PAGE EXTRACT:
- - - - - - -

Others (like this article) assert that simply increasing the amount we invest in education will result in an immediate change in not only who decides to stay in tech as a career, but also, who gets hired. This of course ignores all the other factors that stop women from pursuing the jobs themselves, and the barriers they'll face when they get there.

A different perspective on the issue at hand (gender diversity in tech work) could be taken by modern intersectional feminists. It is generally thought now that progress should come from women, for women, and not "gifted" to them by the benevolent white male dictators who graciously allow them to work at parity in tech. By including all the different factors that lead to different kinds of oppression women face, they could better advocate for themselves and address their various needs. But this would mean that for women to reach parity in tech employment, they would actually have to want to reach parity, and fight for it.

- - - - - - -

WORK INSTRUCTIONS:
- A) In the passage on gender diversity in tech work, who could take a different perspective on the issue?
- B) Resume the passage on gender diversity in tech work, picking up after its final sentence.

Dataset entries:
- - - - - - -

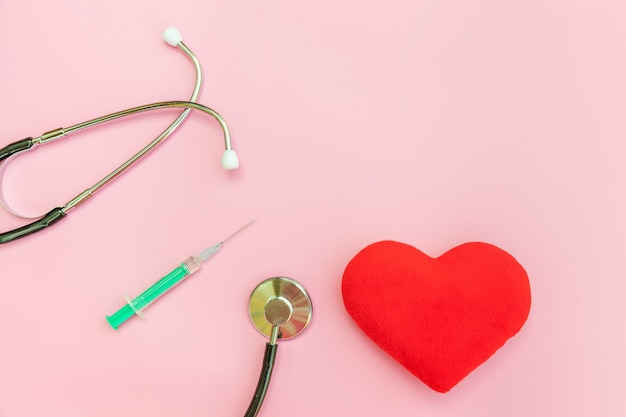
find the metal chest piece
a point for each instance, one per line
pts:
(280, 302)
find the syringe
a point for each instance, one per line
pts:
(176, 276)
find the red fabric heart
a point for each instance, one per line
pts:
(438, 317)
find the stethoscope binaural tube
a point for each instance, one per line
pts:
(229, 158)
(280, 308)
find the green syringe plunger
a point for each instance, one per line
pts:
(177, 275)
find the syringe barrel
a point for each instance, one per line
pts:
(136, 305)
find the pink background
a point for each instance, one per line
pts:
(431, 123)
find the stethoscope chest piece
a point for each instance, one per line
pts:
(280, 302)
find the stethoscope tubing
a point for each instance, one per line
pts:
(58, 213)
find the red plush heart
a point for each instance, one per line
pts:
(439, 317)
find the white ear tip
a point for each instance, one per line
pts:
(230, 160)
(172, 36)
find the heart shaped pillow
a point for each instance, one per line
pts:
(438, 317)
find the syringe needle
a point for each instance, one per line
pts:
(241, 229)
(212, 250)
(174, 277)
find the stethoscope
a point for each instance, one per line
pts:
(279, 308)
(229, 158)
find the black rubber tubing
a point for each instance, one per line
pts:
(50, 218)
(15, 147)
(264, 380)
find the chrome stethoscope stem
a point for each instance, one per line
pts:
(188, 105)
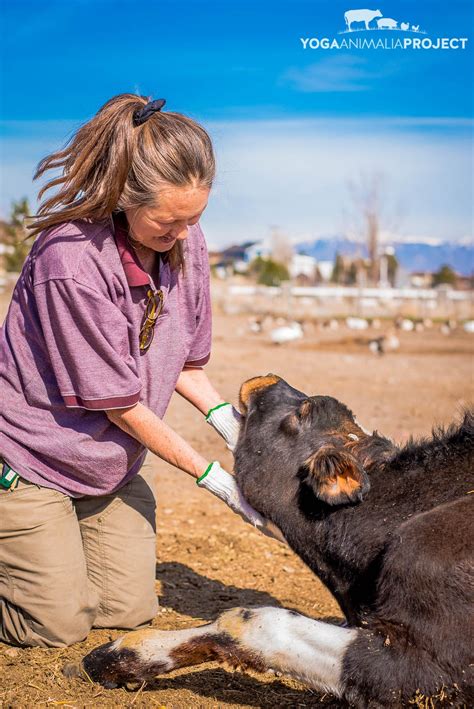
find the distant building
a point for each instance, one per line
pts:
(303, 266)
(421, 279)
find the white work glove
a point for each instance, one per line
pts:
(223, 485)
(226, 421)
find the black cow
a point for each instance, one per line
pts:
(390, 532)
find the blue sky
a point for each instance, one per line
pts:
(291, 126)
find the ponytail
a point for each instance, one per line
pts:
(112, 163)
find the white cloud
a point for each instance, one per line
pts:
(293, 173)
(342, 72)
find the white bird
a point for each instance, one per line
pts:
(357, 323)
(287, 333)
(407, 325)
(255, 326)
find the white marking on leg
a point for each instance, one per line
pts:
(155, 646)
(307, 649)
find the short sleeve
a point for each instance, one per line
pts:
(200, 351)
(86, 337)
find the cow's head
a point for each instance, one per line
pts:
(290, 442)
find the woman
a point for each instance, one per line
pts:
(110, 315)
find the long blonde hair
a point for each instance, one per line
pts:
(110, 164)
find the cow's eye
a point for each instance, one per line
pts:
(290, 425)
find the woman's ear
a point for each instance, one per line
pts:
(335, 476)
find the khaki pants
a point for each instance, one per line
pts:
(67, 565)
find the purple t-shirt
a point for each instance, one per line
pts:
(70, 350)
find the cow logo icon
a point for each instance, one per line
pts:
(386, 33)
(374, 20)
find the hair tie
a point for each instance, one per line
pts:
(143, 114)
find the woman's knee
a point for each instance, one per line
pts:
(54, 627)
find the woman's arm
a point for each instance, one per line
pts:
(141, 423)
(194, 385)
(196, 388)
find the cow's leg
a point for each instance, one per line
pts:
(259, 639)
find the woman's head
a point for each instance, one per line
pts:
(161, 170)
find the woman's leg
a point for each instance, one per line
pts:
(119, 539)
(45, 597)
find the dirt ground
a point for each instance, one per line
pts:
(208, 560)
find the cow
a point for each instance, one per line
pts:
(365, 16)
(389, 530)
(387, 23)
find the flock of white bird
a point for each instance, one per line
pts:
(292, 330)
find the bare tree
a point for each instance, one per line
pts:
(370, 215)
(282, 250)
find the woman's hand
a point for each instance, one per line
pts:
(141, 423)
(194, 386)
(225, 487)
(226, 420)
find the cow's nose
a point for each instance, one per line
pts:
(252, 385)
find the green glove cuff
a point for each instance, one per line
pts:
(214, 408)
(201, 477)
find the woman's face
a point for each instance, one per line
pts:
(159, 227)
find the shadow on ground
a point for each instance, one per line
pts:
(189, 593)
(237, 688)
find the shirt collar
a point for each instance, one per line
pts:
(134, 272)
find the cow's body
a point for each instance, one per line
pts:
(387, 23)
(365, 16)
(400, 562)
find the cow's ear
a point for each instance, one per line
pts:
(335, 476)
(293, 423)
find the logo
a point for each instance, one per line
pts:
(365, 20)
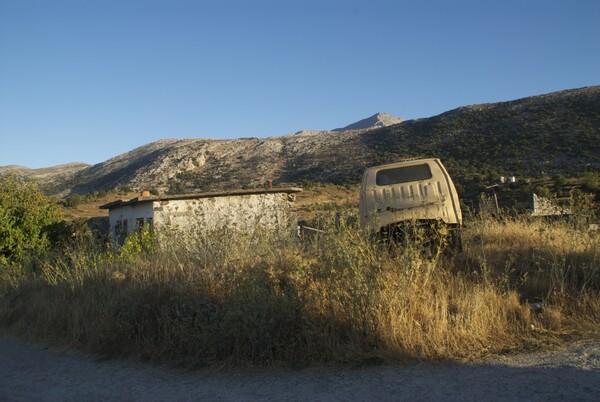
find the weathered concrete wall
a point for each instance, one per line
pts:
(128, 215)
(244, 213)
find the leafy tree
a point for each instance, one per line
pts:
(26, 216)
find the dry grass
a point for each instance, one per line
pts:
(337, 297)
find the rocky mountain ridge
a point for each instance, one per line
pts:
(557, 133)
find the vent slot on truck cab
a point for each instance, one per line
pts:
(403, 174)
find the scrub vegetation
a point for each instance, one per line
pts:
(334, 297)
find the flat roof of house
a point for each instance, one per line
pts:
(121, 203)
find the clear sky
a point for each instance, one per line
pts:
(86, 80)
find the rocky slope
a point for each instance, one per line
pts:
(530, 137)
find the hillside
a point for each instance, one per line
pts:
(557, 133)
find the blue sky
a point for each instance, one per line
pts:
(86, 80)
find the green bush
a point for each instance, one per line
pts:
(26, 216)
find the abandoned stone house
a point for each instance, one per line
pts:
(193, 214)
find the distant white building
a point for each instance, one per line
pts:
(195, 214)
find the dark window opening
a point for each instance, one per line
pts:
(403, 174)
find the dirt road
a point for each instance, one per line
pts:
(30, 373)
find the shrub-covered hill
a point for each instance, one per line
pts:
(558, 133)
(551, 135)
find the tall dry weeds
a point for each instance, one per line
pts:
(334, 297)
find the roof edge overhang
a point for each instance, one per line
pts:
(141, 199)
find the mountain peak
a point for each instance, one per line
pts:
(377, 120)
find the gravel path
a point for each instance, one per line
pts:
(30, 373)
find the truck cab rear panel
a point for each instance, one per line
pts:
(416, 190)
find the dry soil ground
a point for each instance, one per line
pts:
(34, 373)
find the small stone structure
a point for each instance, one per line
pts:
(195, 214)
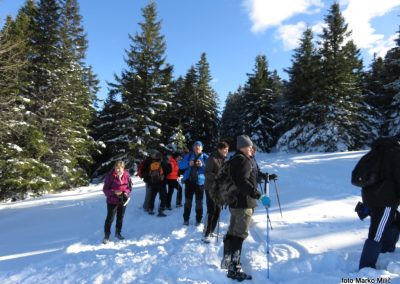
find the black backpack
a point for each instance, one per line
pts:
(226, 188)
(368, 171)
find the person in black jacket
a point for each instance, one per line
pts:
(213, 165)
(154, 173)
(242, 210)
(383, 199)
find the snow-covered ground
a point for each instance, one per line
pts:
(57, 238)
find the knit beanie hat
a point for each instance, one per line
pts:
(198, 143)
(243, 141)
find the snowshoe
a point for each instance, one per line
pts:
(206, 239)
(239, 275)
(119, 236)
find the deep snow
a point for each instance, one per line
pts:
(57, 238)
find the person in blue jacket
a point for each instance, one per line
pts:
(193, 164)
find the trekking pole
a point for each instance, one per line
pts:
(217, 229)
(277, 197)
(266, 192)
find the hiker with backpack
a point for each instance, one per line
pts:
(193, 164)
(117, 188)
(260, 176)
(242, 208)
(213, 165)
(154, 173)
(146, 161)
(378, 173)
(172, 181)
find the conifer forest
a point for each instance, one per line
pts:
(55, 134)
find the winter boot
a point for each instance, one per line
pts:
(186, 213)
(226, 259)
(106, 239)
(235, 270)
(370, 254)
(119, 236)
(390, 238)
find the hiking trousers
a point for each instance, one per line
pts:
(239, 223)
(112, 210)
(213, 212)
(193, 189)
(172, 184)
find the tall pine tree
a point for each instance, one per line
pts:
(258, 110)
(143, 89)
(391, 84)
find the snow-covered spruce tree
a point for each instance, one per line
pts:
(346, 124)
(374, 94)
(188, 112)
(391, 79)
(21, 142)
(144, 89)
(339, 119)
(231, 120)
(112, 127)
(300, 92)
(258, 109)
(206, 119)
(79, 90)
(172, 118)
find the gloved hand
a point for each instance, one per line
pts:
(272, 177)
(266, 201)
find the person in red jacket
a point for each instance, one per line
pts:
(117, 188)
(172, 181)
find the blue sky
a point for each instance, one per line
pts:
(231, 32)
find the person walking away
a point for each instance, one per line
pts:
(242, 209)
(155, 174)
(172, 181)
(193, 165)
(213, 165)
(145, 163)
(383, 200)
(260, 176)
(117, 190)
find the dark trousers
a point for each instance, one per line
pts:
(160, 189)
(172, 184)
(382, 236)
(190, 190)
(381, 220)
(213, 212)
(113, 209)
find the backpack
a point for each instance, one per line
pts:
(225, 187)
(156, 173)
(140, 167)
(367, 171)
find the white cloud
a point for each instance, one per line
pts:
(268, 13)
(290, 34)
(358, 15)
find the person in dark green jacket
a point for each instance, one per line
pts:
(244, 178)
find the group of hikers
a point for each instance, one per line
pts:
(200, 172)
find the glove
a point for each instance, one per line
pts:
(266, 201)
(272, 177)
(362, 210)
(257, 195)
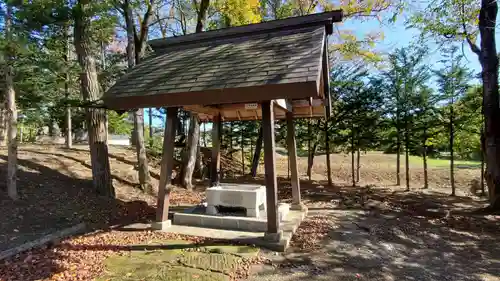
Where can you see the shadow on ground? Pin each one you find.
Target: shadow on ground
(50, 201)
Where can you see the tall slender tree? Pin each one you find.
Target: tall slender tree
(10, 95)
(83, 12)
(466, 21)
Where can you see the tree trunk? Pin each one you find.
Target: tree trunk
(96, 118)
(327, 148)
(309, 133)
(312, 151)
(192, 149)
(483, 157)
(242, 153)
(489, 64)
(194, 123)
(150, 112)
(452, 156)
(424, 158)
(310, 162)
(204, 135)
(3, 122)
(256, 156)
(140, 148)
(138, 115)
(358, 164)
(11, 113)
(353, 172)
(69, 135)
(398, 143)
(407, 155)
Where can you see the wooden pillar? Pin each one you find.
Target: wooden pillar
(292, 153)
(167, 165)
(270, 165)
(215, 163)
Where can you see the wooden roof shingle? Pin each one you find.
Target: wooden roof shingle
(243, 64)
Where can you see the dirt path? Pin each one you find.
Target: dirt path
(391, 236)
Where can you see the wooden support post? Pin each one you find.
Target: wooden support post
(215, 163)
(167, 165)
(273, 232)
(292, 154)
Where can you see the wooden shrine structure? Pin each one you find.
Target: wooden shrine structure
(266, 71)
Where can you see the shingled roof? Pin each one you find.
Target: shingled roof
(281, 59)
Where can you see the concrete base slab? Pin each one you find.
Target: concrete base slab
(288, 226)
(192, 218)
(161, 225)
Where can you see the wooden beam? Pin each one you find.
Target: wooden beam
(284, 104)
(167, 165)
(215, 162)
(292, 154)
(270, 165)
(326, 81)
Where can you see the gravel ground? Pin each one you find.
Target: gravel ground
(391, 236)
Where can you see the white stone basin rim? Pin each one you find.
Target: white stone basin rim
(250, 197)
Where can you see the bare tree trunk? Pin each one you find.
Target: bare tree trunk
(309, 133)
(96, 118)
(407, 155)
(483, 157)
(327, 148)
(256, 156)
(194, 123)
(204, 135)
(138, 115)
(192, 149)
(352, 158)
(11, 113)
(358, 164)
(69, 136)
(150, 112)
(312, 151)
(398, 144)
(242, 154)
(140, 147)
(489, 63)
(310, 162)
(424, 158)
(452, 156)
(3, 122)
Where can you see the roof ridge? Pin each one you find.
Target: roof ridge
(326, 18)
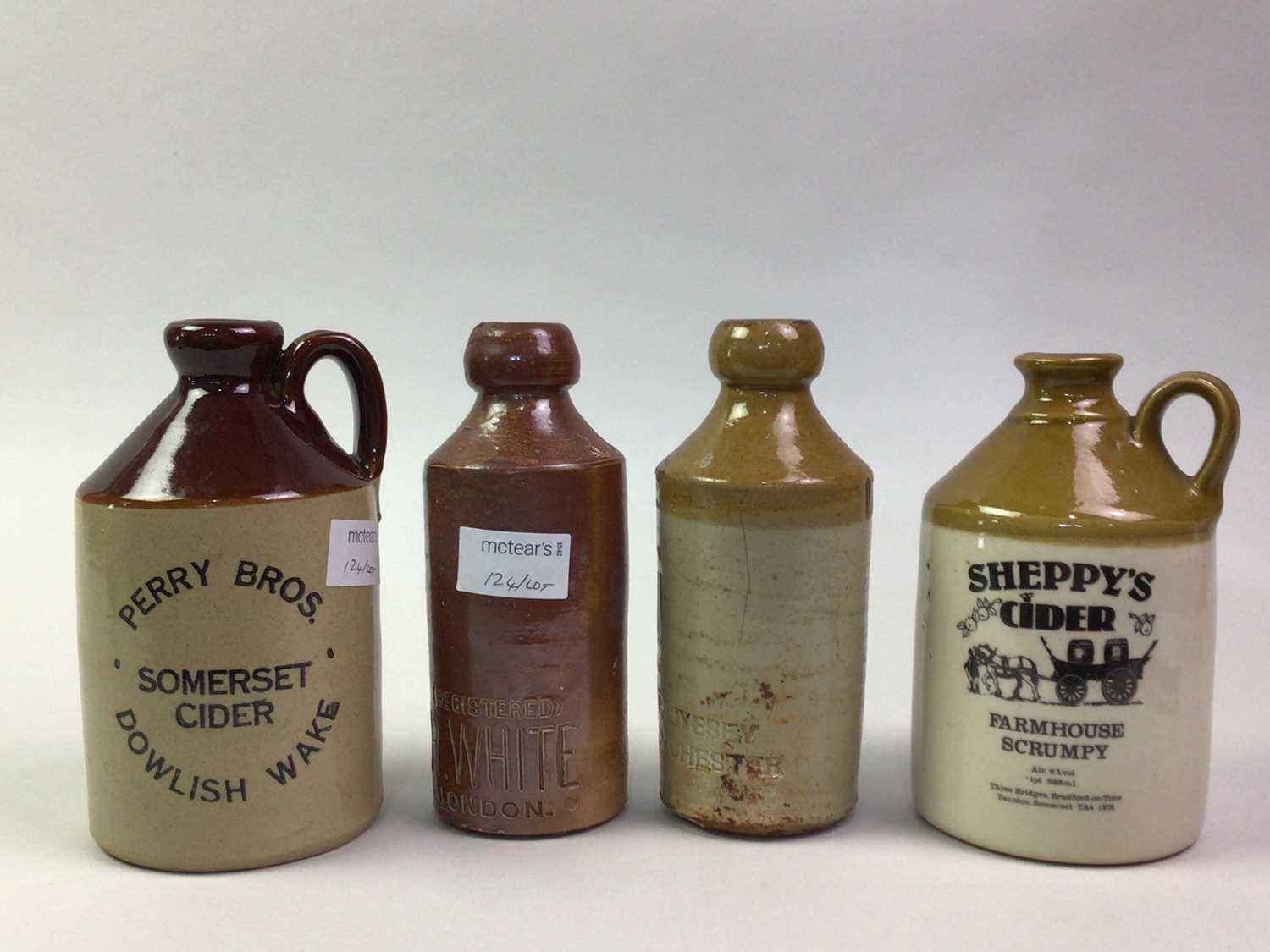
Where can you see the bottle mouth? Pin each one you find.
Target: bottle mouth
(224, 348)
(774, 353)
(1091, 366)
(508, 355)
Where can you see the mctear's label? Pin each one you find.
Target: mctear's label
(513, 564)
(353, 553)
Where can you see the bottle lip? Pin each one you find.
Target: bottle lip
(512, 355)
(1094, 363)
(224, 347)
(772, 352)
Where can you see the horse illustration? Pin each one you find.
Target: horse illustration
(985, 667)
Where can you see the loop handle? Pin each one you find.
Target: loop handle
(1226, 428)
(365, 385)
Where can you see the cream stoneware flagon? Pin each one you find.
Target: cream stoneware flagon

- - - - - - -

RESULTS BY TASK:
- A) Modern intersectional feminists.

- B)
Of course, this route is more challenging, because not only do women have to change biases and fight discrimination, they would have to do it without the exclusive support of the existing power structure. But it would eventually allow a natural system to emerge, rather than artificially modifying the system to account for a perceived natural imbalance.

In Eastern Bloc countries during the cold war, women living in socialist states had more rights and more support from the state that allowed them have greater mobility, more freedoms, even better sex lives. The state identified the various unique factors that affected women's ability to be happy, healthy, and equal to their male comrades, and they provided support structures to achieve this. After the wall fell, young women had a harder time making a living, and generally were less happy than before, studies showed.

What do our supposedly superior capitalist democracies offer women today? Oppression! All over the US, women are limited by the government in their access to abortion, birth control, child care, a fair wage, a good job, etc. Society then steps on them further with heightened expectations for their gender and a generally demeaning attitude. Add in race, ethnicity, class, and other factors, and we have a veritable stone soup of oppression. And after all this, the biggest question we can muster is "Why aren't more of them working in tech?" Talk about not seeing the forest for the trees!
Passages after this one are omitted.